> _The task_
Please write out the stretch of the article about vampire groups warning Megan Fox and Machine Gun Kelly from "She reiterated that" through "human blood-borne illnesses.", word for word.

Vampire groups have put out a warning to Megan Fox and Machine Gun Kelly after Fox announced they had been drinking each other's blood.
In late April, the world learned information it probably wasn't quite prepared for. Actor and model Megan Fox told Glamour Magazine that she and her fiance – musician and actor Machine Gun Kelly – drink each other's blood as part of unspecified "rituals".
“So, I guess to drink each other’s blood might mislead people or people are imagining us with goblets and we’re like Game of Thrones, drinking each other’s blood,” Fox told Glamour. “It’s just a few drops, but yes, we do consume each other’s blood on occasion for ritual purposes only.”
She reiterated that it was only a few drops, whereas "he’s much more haphazard and hectic and chaotic, where he’s willing to just cut his chest open with broken glass and be like 'take my soul."
It was never going to be long before people started issuing health warnings, but in a fun(?) twist on the story, these health warnings come from self-proclaimed vampires.
Belfazaar Ashantison, co-founder of the New Orleans Vampire Association (NOVA) – an organization created "to provide support and structure for the vampire and other-kin subcultures and to provide educational and charitable outreach to those in need" – told TMZ that the couple should take proper precautions before drinking each other's blood, including regular tests for diseases.
He made it clear this was because (human) vampires are not immune to human blood-borne illnesses.

> _Stored dataset items_
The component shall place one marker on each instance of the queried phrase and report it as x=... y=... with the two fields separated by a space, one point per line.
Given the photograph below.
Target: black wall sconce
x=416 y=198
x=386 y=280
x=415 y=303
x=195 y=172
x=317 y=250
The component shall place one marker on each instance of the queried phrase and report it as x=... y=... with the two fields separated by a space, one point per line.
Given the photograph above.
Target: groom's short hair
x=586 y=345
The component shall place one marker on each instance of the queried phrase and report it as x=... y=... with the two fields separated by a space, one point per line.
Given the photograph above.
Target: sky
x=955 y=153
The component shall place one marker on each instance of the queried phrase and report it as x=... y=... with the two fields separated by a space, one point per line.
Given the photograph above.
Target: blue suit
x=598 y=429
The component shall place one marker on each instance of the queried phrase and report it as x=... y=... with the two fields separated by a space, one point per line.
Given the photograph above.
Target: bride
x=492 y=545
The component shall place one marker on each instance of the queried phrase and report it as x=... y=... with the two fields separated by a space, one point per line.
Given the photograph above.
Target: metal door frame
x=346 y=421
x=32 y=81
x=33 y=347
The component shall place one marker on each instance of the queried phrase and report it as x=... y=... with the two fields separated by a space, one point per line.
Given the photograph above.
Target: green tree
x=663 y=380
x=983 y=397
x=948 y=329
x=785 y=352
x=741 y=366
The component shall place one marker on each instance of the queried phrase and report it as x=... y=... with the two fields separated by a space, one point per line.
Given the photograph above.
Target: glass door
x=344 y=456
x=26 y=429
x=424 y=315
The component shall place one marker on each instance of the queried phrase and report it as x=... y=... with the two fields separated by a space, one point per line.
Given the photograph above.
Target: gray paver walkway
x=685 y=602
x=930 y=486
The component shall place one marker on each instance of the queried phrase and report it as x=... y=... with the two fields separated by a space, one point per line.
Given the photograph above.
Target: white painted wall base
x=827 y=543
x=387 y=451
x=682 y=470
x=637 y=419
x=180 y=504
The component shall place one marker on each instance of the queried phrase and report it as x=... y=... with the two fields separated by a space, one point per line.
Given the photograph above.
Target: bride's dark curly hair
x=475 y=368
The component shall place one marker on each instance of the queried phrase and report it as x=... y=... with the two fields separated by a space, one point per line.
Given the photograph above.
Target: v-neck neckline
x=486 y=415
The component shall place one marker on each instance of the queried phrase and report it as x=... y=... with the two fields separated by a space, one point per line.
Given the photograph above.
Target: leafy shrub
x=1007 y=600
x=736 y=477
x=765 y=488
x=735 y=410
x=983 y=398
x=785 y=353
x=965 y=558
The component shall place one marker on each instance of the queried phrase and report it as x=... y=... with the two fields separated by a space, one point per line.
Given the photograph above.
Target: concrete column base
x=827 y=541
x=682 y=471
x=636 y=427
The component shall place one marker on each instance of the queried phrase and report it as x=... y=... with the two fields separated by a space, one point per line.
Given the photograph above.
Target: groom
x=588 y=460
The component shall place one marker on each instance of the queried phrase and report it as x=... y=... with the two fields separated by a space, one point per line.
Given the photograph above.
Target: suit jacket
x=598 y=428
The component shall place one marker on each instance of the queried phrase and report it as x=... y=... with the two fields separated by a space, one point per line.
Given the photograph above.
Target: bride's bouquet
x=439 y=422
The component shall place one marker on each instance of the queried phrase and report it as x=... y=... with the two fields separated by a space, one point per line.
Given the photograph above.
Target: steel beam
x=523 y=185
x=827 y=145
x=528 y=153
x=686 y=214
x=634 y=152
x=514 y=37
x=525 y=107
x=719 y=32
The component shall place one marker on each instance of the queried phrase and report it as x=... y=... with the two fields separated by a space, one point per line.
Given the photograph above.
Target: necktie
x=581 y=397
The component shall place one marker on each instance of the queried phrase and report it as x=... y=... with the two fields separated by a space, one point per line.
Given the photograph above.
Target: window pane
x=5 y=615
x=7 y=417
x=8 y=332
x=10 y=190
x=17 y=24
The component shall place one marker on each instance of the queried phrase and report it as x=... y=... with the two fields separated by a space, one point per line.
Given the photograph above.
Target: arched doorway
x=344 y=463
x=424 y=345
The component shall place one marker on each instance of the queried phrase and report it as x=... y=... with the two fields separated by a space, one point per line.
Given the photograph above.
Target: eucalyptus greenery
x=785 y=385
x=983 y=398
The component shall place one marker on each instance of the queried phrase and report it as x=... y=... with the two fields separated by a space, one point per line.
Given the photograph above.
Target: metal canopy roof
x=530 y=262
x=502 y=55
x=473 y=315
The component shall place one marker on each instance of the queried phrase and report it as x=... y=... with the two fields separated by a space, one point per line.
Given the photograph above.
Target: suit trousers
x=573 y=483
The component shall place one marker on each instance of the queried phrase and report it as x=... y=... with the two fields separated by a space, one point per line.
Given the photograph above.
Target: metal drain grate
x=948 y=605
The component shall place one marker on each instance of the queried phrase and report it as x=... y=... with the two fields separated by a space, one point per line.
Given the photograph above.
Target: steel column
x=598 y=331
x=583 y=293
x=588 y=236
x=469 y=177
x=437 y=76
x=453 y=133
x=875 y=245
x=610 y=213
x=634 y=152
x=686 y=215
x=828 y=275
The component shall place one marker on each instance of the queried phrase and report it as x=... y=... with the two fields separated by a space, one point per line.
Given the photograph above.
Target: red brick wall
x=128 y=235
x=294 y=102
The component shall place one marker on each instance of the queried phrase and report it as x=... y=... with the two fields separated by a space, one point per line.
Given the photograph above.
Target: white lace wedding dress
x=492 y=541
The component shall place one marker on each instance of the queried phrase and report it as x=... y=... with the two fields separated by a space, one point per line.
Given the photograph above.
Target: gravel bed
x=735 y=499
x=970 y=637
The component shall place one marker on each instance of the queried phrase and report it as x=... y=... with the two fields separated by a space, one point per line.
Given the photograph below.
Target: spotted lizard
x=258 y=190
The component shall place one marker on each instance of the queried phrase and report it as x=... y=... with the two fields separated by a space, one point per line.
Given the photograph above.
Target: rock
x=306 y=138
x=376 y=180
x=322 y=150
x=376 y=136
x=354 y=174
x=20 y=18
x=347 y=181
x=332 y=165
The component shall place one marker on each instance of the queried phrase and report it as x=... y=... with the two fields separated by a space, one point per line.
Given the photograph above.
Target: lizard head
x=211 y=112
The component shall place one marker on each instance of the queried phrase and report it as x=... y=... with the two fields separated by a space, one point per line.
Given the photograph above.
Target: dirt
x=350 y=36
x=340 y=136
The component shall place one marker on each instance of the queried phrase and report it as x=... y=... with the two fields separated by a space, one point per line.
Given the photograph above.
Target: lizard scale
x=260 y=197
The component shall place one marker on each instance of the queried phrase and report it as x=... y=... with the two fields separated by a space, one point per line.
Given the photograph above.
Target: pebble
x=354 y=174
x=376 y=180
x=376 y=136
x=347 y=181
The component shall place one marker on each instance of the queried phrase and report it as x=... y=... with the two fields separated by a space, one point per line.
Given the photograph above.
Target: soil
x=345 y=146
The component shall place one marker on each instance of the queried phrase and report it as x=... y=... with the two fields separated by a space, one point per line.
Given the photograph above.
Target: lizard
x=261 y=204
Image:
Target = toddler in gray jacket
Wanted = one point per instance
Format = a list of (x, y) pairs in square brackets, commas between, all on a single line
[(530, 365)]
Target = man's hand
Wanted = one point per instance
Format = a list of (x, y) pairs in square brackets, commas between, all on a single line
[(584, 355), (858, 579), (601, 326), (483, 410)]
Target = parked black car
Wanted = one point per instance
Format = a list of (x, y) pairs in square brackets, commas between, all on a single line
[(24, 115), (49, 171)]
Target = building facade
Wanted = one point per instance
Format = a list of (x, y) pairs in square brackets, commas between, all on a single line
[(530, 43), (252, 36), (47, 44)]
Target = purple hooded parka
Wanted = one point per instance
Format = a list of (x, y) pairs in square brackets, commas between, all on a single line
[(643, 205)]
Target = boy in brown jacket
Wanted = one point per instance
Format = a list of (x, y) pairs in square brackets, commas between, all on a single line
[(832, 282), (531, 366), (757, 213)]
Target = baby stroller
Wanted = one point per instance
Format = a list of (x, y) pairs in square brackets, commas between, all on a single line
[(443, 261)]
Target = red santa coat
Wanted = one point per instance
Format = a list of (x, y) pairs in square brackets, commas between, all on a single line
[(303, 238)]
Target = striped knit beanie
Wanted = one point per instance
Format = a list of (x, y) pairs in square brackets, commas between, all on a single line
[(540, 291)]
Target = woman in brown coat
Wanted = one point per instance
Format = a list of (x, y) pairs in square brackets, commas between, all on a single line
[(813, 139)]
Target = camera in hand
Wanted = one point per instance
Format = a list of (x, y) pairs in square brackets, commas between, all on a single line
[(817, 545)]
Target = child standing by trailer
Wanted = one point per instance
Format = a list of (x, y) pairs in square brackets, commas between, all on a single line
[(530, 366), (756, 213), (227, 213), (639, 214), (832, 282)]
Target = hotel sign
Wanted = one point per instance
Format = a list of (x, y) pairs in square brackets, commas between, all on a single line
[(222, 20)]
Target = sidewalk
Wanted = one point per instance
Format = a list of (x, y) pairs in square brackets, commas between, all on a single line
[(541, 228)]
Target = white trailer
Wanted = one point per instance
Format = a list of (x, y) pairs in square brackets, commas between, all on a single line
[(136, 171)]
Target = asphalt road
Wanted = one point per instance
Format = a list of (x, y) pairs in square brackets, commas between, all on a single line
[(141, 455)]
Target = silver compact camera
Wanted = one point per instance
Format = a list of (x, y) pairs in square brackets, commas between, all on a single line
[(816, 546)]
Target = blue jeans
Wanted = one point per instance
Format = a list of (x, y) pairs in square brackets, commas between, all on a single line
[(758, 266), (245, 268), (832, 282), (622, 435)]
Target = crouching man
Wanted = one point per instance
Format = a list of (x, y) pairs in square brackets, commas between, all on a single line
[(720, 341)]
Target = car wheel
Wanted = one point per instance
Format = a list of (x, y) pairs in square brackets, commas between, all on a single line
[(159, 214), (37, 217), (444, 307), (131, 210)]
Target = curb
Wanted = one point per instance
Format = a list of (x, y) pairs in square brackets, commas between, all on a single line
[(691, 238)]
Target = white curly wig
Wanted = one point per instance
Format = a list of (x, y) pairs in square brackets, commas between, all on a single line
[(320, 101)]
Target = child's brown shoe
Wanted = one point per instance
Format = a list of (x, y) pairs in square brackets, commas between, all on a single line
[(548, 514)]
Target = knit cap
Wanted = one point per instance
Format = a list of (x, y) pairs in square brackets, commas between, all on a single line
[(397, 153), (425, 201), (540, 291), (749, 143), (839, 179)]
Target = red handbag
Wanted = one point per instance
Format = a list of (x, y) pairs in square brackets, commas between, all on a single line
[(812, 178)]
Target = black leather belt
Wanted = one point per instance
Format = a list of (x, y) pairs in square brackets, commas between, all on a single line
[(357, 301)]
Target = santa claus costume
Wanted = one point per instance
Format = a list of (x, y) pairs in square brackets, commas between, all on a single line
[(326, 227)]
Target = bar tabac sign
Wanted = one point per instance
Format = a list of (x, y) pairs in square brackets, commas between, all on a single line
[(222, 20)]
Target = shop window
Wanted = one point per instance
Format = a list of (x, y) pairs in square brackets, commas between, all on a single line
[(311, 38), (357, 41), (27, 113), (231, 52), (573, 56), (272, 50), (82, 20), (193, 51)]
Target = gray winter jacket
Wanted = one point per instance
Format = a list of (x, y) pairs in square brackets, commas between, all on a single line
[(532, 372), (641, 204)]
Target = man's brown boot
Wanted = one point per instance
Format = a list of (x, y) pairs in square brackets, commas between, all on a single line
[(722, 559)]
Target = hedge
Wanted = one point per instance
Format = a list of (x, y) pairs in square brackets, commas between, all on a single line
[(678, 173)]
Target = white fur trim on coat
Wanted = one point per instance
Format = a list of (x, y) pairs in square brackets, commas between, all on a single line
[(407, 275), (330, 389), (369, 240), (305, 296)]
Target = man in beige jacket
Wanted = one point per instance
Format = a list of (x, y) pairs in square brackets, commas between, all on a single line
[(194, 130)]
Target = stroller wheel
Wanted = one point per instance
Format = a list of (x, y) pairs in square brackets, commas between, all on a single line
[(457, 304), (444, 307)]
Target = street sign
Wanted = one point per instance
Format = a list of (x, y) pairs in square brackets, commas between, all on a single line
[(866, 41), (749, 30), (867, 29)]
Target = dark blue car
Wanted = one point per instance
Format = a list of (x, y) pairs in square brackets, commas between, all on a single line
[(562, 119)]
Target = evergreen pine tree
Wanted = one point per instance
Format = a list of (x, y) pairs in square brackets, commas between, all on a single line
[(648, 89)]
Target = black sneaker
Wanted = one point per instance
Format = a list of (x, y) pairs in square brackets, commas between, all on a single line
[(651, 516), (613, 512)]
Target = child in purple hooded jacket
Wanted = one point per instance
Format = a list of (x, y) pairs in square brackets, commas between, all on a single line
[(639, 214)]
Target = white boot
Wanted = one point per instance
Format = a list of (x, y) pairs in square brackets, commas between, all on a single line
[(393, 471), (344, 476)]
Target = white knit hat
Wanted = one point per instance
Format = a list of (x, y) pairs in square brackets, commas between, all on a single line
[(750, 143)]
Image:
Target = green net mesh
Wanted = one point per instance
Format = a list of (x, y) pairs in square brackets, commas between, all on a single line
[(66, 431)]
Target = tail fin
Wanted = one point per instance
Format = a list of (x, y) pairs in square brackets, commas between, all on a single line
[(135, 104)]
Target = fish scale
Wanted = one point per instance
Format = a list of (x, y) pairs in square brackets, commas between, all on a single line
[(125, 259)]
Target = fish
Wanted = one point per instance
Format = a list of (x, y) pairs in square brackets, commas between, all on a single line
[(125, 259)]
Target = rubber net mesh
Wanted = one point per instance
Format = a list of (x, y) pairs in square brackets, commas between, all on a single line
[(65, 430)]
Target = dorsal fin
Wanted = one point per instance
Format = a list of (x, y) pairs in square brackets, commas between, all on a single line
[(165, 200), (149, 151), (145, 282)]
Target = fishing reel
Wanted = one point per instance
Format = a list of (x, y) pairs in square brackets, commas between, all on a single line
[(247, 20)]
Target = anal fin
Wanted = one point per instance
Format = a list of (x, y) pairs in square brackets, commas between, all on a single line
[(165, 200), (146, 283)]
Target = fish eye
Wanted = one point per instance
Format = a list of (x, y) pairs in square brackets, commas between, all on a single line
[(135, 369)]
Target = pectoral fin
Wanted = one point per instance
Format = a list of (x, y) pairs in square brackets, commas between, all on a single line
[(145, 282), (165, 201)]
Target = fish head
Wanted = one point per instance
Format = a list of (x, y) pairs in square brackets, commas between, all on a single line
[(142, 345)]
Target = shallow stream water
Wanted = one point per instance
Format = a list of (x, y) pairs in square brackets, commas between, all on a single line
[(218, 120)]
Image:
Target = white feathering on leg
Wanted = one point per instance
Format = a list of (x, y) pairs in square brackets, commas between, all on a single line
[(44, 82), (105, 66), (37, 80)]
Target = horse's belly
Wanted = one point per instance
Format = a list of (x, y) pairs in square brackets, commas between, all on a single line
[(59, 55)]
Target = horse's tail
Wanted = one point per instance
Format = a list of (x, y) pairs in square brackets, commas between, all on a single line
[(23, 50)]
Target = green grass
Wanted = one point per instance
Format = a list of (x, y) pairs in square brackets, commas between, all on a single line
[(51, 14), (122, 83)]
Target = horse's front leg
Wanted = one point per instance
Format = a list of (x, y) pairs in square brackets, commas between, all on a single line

> _Written response_
She reiterated that it was only a few drops, whereas "he’s much more haphazard and hectic and chaotic, where he’s willing to just cut his chest open with broken glass and be like 'take my soul."
It was never going to be long before people started issuing health warnings, but in a fun(?) twist on the story, these health warnings come from self-proclaimed vampires.
Belfazaar Ashantison, co-founder of the New Orleans Vampire Association (NOVA) – an organization created "to provide support and structure for the vampire and other-kin subcultures and to provide educational and charitable outreach to those in need" – told TMZ that the couple should take proper precautions before drinking each other's blood, including regular tests for diseases.
He made it clear this was because (human) vampires are not immune to human blood-borne illnesses.